Recorded data
◇ ◇ ◇

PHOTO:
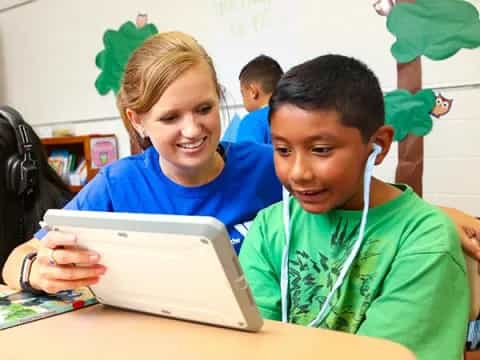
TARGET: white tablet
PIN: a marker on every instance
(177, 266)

◇ ◇ ◇

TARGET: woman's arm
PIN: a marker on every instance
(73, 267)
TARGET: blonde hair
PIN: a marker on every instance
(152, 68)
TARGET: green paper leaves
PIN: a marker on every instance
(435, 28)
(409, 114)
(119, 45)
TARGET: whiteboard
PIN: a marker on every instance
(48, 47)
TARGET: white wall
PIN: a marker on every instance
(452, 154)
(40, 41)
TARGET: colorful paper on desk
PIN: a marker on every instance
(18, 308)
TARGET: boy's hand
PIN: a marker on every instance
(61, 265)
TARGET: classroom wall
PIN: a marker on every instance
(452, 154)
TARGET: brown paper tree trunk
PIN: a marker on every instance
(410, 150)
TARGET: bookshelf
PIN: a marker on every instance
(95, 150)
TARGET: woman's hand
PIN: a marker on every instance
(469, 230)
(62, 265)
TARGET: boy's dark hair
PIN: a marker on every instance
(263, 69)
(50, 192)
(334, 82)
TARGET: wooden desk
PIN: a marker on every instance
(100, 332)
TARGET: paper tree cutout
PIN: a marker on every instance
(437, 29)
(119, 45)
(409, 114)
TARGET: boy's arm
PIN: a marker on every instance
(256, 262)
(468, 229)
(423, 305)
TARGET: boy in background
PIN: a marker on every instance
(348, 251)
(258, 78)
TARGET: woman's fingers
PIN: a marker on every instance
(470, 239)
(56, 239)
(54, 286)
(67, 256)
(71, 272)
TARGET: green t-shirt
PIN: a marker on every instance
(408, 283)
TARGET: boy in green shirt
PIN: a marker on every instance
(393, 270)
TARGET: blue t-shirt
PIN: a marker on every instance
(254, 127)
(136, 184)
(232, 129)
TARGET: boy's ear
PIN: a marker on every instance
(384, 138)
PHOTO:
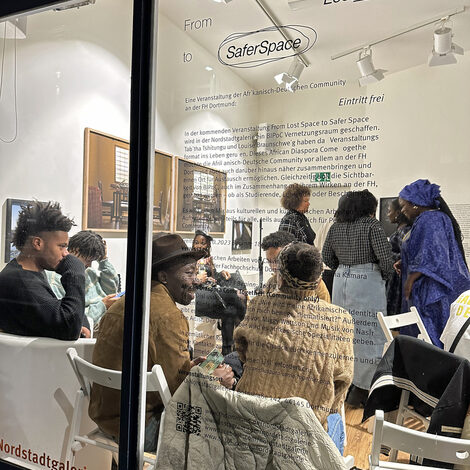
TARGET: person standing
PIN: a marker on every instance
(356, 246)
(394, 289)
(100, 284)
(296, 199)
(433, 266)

◇ ◇ ◇

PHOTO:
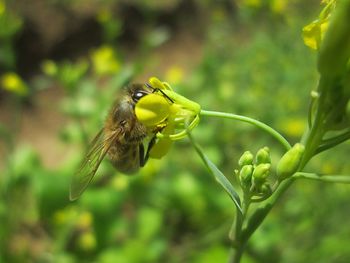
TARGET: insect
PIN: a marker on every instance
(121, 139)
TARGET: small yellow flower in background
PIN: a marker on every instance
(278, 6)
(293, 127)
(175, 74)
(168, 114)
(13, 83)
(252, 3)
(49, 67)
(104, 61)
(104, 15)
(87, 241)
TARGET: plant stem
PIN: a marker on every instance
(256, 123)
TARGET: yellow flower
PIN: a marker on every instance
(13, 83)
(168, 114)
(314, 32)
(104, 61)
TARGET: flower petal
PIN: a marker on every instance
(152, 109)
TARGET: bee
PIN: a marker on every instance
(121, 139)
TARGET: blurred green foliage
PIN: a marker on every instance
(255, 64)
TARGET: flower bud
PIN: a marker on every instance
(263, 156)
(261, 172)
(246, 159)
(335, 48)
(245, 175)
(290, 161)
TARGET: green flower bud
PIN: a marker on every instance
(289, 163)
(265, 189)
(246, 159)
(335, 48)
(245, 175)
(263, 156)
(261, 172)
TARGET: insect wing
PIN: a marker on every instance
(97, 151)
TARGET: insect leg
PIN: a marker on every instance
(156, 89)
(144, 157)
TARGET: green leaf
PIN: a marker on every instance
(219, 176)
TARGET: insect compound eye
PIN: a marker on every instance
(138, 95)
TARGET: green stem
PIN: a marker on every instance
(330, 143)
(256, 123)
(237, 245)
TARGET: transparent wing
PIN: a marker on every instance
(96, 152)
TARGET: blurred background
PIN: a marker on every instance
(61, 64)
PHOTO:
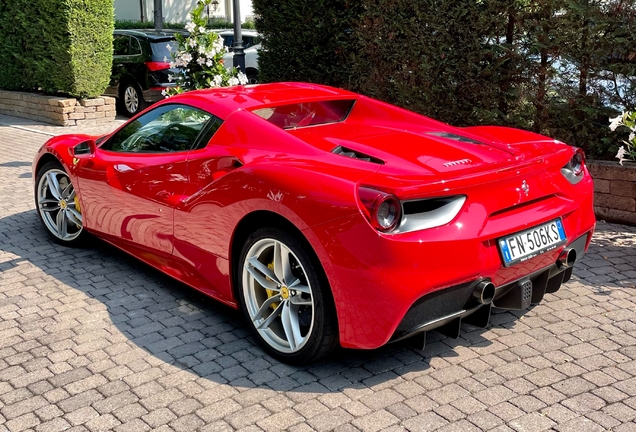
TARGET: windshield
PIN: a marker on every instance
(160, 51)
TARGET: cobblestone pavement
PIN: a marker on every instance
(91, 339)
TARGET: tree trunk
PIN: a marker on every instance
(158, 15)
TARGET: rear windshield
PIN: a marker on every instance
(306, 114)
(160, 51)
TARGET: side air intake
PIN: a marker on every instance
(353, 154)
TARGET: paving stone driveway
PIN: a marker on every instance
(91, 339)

◇ ◇ ◇

In the listing above, find the line containing "TARGET: transparent wing" and the line containing "TARGET: cobblestone pavement". Print those two lines and every line between them exactly, with no pictures.

TARGET: transparent wing
PIN: a marker on every instance
(96, 152)
TARGET: blurred background
PIN: a marker on every instance
(61, 64)
PHOTO:
TARGET: windshield
PIN: a marker on every instance
(160, 51)
TARGET: cobblestone pavement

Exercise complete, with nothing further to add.